> **Work to be completed**
Which of the lines below contain the string "sports"? Pull each one out of the data.
═════ Dataset records ═════
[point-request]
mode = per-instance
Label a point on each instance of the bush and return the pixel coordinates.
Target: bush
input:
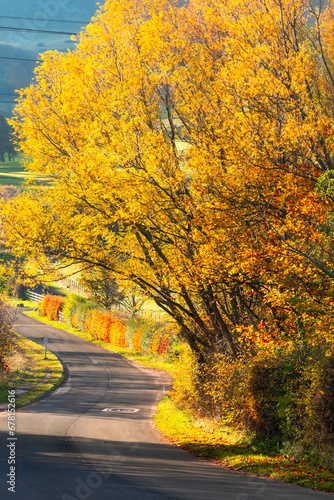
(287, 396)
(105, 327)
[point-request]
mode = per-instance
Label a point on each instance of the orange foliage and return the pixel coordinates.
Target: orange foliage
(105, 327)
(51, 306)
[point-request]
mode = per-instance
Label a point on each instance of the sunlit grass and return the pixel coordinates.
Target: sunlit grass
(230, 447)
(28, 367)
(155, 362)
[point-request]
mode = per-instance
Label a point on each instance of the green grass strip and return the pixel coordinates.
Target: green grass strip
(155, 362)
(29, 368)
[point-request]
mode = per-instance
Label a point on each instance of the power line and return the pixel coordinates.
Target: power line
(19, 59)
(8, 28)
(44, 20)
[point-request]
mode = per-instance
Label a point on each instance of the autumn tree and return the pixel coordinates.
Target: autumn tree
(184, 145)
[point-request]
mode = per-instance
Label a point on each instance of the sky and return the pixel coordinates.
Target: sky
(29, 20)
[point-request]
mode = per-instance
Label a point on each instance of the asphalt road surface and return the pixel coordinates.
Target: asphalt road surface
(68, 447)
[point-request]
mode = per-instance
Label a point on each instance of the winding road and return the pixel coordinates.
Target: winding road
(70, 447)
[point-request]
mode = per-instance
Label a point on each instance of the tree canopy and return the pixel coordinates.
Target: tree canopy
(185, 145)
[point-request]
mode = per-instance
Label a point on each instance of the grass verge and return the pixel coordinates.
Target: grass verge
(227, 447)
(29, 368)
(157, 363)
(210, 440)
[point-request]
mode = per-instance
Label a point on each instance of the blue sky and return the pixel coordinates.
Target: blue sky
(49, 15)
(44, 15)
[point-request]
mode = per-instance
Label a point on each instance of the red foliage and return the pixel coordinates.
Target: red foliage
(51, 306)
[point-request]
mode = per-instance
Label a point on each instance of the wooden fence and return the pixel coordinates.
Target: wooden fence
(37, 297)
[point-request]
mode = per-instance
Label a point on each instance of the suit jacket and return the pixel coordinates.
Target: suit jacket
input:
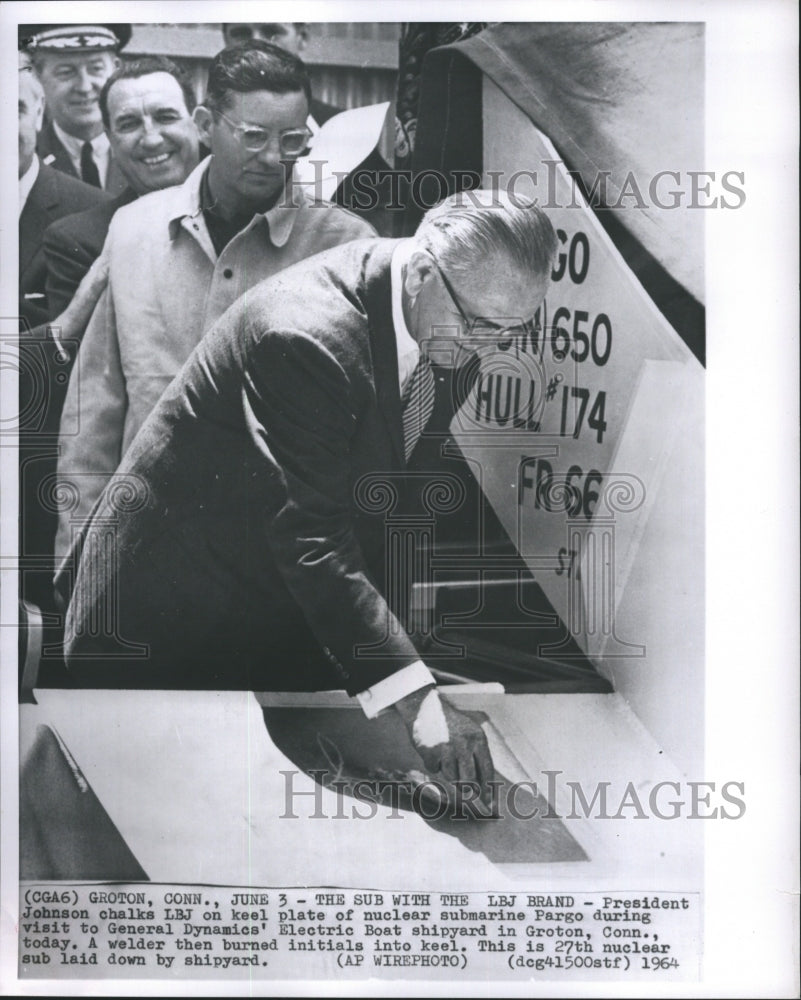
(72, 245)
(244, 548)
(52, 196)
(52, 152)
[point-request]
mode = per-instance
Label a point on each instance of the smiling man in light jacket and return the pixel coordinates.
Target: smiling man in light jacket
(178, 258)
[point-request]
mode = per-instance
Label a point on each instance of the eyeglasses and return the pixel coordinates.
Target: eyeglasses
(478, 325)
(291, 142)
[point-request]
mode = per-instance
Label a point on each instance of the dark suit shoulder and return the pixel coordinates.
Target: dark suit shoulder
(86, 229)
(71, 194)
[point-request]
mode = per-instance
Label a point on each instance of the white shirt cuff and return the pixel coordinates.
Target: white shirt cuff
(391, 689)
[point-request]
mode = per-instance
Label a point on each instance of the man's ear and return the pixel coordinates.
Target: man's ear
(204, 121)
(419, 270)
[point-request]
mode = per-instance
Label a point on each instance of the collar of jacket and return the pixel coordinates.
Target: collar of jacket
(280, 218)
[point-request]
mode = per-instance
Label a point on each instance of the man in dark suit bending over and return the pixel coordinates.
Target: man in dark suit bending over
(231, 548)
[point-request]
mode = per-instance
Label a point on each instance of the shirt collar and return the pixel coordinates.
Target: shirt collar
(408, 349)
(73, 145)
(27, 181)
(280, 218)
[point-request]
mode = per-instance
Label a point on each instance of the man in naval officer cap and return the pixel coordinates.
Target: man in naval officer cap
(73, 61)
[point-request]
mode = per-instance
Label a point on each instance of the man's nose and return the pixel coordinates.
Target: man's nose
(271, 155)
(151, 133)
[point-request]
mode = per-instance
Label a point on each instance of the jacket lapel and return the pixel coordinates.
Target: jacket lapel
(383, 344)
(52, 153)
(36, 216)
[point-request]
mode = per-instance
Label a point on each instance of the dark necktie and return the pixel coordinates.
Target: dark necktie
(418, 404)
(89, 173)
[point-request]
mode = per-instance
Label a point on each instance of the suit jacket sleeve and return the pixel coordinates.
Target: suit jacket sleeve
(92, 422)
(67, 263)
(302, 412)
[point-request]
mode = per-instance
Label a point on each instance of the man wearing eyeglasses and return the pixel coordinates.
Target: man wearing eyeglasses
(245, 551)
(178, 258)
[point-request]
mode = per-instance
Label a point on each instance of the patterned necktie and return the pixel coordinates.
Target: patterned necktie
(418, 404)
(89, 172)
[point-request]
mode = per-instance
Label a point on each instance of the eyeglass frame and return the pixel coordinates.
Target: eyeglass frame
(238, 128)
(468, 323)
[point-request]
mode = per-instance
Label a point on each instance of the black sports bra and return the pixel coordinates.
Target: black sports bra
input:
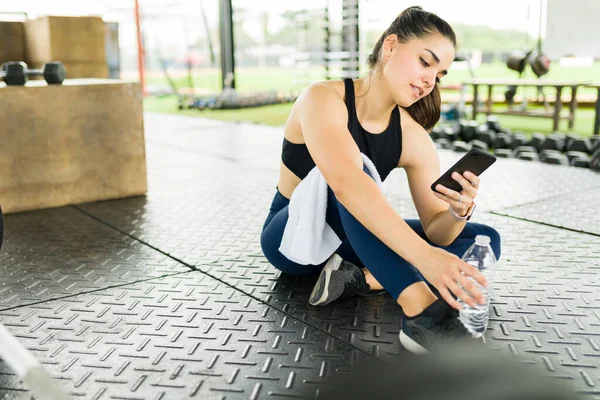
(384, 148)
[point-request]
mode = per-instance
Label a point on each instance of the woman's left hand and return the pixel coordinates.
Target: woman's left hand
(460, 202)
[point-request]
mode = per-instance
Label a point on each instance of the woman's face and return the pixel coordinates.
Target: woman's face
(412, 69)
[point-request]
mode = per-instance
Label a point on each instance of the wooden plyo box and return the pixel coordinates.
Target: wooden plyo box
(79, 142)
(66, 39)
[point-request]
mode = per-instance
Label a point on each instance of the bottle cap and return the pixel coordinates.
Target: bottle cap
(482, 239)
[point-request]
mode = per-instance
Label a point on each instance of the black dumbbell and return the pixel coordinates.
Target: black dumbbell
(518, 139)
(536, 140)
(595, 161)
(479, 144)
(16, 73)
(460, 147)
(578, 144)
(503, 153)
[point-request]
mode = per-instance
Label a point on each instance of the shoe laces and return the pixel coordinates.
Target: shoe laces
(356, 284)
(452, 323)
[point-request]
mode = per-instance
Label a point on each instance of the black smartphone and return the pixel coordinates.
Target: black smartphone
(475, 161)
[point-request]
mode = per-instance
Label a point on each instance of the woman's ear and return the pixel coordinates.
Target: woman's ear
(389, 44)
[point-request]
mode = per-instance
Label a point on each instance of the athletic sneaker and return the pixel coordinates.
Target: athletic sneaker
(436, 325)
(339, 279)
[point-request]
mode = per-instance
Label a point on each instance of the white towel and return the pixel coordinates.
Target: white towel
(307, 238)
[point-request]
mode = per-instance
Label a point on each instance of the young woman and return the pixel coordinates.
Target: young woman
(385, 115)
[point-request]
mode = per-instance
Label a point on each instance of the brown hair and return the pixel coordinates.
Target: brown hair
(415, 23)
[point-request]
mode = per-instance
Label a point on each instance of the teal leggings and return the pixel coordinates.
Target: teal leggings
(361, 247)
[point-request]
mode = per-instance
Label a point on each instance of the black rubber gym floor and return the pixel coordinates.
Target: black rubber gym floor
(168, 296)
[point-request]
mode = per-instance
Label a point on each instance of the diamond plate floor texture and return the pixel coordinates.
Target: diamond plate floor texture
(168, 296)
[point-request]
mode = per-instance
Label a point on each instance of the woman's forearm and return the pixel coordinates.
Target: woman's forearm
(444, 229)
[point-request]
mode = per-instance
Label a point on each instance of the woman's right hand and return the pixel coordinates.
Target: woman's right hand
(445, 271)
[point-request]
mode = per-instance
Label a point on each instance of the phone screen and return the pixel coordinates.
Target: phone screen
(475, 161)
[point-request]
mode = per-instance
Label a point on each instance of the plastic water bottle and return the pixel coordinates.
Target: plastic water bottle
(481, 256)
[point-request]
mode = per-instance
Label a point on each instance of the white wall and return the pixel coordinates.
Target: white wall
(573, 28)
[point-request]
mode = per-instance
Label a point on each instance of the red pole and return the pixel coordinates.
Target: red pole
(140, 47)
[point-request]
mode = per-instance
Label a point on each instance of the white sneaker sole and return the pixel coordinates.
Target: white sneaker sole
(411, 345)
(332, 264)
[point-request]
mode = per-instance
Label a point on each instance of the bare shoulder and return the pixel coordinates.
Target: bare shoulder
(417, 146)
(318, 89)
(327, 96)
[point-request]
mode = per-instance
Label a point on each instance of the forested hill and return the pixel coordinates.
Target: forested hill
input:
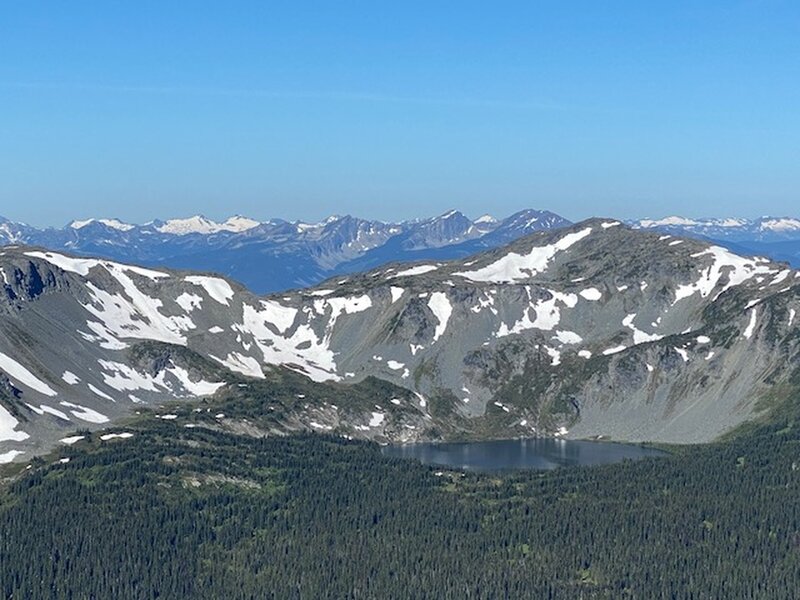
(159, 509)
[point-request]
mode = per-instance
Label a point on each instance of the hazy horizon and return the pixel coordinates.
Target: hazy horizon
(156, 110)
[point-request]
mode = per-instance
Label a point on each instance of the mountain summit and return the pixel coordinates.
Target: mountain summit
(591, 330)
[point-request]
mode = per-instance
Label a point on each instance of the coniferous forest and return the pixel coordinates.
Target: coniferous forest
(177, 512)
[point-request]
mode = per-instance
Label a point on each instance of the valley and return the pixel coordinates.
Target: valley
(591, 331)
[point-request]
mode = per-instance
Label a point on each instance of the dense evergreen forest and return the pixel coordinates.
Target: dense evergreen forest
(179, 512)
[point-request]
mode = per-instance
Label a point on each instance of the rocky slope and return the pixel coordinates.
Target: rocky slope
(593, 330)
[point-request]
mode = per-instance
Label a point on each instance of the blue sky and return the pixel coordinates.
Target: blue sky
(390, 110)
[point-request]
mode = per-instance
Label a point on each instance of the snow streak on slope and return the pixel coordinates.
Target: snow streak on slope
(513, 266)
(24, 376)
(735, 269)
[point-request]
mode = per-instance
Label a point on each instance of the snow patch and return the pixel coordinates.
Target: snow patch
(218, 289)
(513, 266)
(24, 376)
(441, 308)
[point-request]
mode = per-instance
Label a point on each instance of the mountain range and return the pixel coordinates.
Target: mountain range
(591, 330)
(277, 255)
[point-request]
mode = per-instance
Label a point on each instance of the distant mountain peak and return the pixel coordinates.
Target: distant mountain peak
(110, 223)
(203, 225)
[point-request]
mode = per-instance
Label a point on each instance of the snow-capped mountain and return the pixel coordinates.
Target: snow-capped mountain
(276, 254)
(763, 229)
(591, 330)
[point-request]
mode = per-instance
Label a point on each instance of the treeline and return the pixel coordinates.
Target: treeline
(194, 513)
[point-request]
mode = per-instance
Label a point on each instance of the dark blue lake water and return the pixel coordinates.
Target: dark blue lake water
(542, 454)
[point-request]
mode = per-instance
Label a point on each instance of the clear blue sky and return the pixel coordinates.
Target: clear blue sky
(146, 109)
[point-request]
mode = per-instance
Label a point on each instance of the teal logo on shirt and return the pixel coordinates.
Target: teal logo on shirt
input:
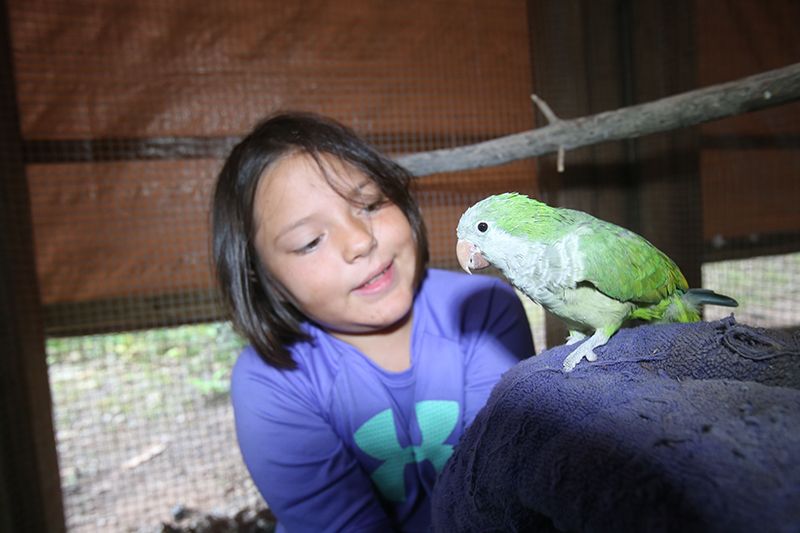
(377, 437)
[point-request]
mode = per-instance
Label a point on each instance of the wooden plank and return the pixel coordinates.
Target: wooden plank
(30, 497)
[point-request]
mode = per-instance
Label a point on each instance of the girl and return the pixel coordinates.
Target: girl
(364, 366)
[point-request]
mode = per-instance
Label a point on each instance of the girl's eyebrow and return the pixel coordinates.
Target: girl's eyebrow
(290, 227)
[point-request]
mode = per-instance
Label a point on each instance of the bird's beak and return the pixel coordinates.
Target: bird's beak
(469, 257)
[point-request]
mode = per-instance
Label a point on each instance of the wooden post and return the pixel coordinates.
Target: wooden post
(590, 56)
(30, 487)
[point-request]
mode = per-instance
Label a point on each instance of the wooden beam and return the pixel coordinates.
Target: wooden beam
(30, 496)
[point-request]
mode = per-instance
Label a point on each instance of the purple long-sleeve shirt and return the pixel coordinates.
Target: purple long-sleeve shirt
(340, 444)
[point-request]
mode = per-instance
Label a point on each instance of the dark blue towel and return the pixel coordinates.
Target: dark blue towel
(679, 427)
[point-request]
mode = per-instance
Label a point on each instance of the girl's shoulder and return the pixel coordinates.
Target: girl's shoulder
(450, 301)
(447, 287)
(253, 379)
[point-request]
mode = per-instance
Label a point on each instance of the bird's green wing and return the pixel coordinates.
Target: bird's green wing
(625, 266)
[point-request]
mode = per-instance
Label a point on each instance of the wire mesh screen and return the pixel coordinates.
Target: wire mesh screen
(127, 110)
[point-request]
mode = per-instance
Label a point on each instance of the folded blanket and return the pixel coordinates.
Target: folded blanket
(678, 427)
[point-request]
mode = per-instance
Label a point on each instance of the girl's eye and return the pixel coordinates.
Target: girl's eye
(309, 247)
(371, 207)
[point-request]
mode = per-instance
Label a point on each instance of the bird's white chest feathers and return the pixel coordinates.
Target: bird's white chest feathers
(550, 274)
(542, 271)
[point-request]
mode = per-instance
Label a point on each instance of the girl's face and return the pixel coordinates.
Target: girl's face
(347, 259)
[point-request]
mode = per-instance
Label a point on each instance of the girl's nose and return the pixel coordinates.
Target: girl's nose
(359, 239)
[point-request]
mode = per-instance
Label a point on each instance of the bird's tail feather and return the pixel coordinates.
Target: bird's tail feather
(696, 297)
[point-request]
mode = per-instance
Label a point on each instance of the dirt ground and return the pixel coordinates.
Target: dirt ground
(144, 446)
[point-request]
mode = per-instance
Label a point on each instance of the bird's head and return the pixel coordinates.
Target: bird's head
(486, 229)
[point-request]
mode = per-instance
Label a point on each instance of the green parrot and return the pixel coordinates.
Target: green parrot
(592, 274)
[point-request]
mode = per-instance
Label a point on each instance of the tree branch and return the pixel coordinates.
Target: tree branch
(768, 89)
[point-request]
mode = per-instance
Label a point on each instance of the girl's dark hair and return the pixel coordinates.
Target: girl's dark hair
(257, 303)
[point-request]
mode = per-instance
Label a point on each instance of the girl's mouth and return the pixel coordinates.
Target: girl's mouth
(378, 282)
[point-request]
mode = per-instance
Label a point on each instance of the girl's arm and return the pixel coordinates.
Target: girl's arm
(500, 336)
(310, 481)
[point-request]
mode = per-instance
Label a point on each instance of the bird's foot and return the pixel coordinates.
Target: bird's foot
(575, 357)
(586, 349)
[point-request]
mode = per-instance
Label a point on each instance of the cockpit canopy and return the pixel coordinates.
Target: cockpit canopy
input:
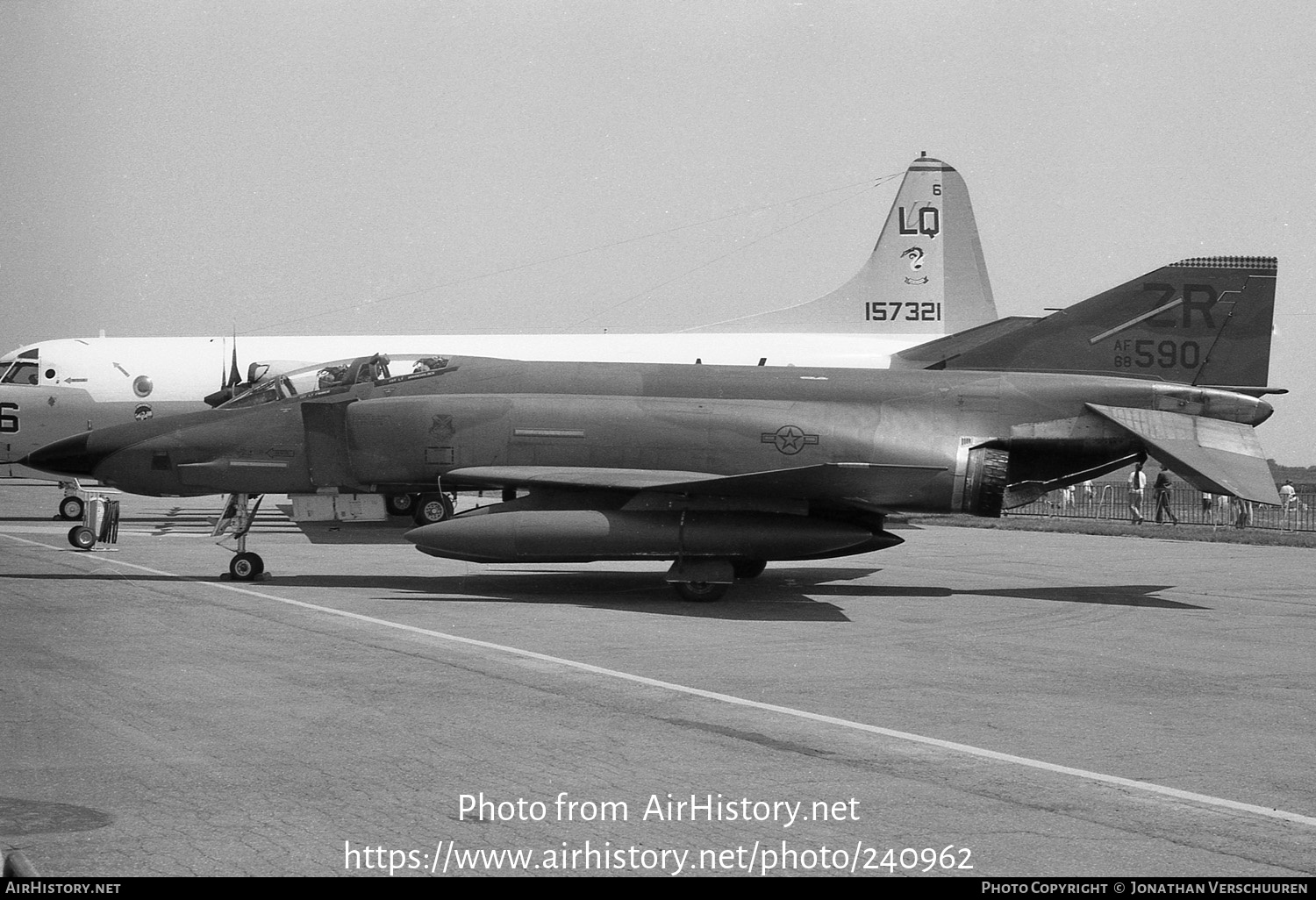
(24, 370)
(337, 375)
═════
> **Solution to the problem**
Label a point on each instance of the black sports bra and return the pixel coordinates.
Target: black sports bra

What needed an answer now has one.